Could you repeat, word for word, every line from the one containing "of the dark" through the final line of the records below, and nothing else?

■ ■ ■ ■ ■

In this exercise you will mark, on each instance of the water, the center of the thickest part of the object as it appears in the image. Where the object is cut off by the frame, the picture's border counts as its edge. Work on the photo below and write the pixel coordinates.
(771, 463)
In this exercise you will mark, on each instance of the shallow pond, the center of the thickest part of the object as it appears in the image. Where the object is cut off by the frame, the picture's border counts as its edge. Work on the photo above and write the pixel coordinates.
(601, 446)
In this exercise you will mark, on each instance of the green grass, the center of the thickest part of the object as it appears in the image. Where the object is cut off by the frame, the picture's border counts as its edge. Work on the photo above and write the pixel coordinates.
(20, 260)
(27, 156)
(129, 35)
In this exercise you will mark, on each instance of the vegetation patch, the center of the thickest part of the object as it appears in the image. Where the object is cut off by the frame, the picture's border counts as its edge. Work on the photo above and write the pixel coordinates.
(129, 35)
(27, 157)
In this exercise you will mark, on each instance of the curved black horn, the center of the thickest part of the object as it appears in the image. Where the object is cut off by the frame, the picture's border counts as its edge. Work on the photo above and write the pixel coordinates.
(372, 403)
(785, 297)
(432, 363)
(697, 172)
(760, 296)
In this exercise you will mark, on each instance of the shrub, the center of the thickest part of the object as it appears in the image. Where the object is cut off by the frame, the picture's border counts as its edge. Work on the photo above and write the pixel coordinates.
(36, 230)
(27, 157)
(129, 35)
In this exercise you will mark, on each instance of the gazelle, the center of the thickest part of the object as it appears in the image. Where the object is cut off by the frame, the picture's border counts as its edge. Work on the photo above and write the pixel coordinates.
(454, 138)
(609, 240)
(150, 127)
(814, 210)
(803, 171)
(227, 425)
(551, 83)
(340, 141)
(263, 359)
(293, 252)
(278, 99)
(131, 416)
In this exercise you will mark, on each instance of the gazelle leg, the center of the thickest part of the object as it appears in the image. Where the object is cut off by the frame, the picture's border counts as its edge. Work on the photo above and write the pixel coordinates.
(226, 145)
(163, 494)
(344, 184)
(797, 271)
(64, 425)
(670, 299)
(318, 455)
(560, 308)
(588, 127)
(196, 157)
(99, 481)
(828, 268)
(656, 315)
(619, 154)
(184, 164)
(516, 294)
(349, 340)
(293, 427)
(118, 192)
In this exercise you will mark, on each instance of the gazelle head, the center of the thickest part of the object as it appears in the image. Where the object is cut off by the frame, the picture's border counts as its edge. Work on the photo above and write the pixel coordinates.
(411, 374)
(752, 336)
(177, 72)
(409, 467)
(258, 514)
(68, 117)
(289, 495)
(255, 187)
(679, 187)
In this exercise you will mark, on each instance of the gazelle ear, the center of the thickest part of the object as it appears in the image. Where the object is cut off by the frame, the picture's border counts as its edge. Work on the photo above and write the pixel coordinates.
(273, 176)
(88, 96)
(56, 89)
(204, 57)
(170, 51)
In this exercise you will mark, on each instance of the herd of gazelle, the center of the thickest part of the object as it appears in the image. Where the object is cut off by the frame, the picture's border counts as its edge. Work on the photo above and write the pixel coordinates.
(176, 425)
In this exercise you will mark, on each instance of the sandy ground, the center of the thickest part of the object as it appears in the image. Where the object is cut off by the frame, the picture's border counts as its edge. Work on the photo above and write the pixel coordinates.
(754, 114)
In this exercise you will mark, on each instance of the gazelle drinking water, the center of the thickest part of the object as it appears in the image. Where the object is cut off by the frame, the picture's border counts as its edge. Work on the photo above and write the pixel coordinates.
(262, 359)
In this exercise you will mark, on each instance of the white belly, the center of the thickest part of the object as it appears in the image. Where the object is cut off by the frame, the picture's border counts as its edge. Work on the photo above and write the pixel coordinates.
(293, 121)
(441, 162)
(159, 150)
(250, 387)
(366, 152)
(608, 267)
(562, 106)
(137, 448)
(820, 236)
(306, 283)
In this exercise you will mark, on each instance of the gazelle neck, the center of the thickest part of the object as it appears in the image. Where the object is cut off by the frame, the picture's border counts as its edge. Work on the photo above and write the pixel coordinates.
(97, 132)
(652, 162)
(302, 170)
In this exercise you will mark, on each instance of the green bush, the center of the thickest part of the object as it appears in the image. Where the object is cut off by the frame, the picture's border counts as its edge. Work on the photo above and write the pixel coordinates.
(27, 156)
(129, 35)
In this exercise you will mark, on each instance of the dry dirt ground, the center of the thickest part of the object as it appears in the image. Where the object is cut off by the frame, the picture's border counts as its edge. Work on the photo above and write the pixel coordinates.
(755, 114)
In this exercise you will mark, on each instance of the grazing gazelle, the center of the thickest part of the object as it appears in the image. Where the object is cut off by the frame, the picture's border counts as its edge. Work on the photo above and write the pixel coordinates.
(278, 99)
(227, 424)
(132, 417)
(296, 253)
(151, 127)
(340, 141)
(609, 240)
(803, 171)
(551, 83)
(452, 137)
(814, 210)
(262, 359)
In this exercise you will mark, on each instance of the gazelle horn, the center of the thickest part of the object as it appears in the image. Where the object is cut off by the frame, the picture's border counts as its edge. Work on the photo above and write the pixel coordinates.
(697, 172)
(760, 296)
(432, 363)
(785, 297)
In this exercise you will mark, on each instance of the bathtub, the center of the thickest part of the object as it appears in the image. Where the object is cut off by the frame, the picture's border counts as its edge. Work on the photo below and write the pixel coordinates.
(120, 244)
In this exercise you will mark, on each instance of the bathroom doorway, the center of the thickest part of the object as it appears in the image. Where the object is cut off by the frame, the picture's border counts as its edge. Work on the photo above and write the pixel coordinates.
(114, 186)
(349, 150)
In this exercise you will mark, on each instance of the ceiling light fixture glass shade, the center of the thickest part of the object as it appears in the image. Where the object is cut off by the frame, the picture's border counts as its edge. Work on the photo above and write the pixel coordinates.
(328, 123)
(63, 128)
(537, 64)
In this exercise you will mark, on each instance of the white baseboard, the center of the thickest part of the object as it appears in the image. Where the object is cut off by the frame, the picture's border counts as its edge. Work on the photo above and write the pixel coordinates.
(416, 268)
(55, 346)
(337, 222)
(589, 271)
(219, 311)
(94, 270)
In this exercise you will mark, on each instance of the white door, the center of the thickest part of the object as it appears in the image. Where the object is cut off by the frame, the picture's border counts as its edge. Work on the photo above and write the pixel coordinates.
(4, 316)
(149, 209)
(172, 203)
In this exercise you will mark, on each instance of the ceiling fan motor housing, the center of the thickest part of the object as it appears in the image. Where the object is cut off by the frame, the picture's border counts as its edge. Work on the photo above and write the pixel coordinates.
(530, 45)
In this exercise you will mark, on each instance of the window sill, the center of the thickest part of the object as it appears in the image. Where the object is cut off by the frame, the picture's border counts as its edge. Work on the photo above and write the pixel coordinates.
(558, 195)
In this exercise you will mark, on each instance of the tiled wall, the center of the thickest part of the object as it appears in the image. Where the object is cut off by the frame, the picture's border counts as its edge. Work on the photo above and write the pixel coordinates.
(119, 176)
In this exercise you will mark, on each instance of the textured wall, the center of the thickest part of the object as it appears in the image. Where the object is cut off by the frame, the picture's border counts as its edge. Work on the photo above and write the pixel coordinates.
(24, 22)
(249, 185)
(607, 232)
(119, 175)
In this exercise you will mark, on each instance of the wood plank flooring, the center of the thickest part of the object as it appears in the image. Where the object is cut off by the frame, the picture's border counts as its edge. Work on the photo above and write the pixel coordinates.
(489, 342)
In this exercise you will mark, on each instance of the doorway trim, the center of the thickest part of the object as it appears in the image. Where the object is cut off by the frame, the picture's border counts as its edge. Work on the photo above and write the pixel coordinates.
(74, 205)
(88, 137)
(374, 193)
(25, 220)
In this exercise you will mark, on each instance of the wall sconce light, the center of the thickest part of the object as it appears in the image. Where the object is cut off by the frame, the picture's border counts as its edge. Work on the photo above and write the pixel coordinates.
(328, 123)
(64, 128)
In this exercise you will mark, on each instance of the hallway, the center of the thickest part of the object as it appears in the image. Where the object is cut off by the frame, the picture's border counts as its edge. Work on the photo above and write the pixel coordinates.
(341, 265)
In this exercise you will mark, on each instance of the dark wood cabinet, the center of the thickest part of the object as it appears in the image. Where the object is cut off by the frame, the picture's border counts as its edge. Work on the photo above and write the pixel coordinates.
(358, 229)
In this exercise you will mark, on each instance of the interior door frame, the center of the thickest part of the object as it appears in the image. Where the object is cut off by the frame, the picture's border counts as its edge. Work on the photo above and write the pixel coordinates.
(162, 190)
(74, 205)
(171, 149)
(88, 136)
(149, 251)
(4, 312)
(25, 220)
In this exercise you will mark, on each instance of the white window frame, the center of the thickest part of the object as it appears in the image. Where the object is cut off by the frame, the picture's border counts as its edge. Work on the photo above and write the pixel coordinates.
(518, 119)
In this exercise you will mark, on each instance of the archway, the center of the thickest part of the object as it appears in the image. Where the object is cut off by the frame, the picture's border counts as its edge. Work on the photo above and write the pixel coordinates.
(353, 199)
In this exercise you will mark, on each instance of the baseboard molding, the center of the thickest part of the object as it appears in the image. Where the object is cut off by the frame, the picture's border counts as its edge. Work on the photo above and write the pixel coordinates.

■ ■ ■ ■ ■

### Full response
In this exercise you will mark, on each instance of the dark wood cabinet, the center of the thickest part of the object as it appears in the image. Where the object is cut off by the frame, the picture's border counts as its edge. Work on the photo above and write the pixel coordinates.
(358, 229)
In this exercise you will mark, on each instance of the interior door frame, the center of the thickest part of the object as it appears in the image. Where the object is cut off by the frame, the picture's border counts as its edge. Work on the photo above and write the pixel coordinates.
(162, 190)
(74, 205)
(171, 149)
(88, 136)
(149, 251)
(4, 312)
(25, 220)
In this exercise you will mark, on each instance of the white window frame, the center of the thickest part of the object as it appears in the image. Where the object is cut off by the frame, the picture's border counts as its edge. Work on the photo above and write the pixel coordinates.
(518, 119)
In this exercise you will mark, on each instance of the archway, the center of the thickest part of the object as it appears in the image. Where the object is cut off by the frame, the picture's border counts as its edge. Work on the photo above and write the pixel coordinates.
(353, 199)
In this exercise you will mark, on each instance of the baseboard molding, the center of the thickest part of the object as it appears in the image. Where the object is cut off by the frame, the picture's border counts as its edge. Work on the photo above and write the pixel coordinates.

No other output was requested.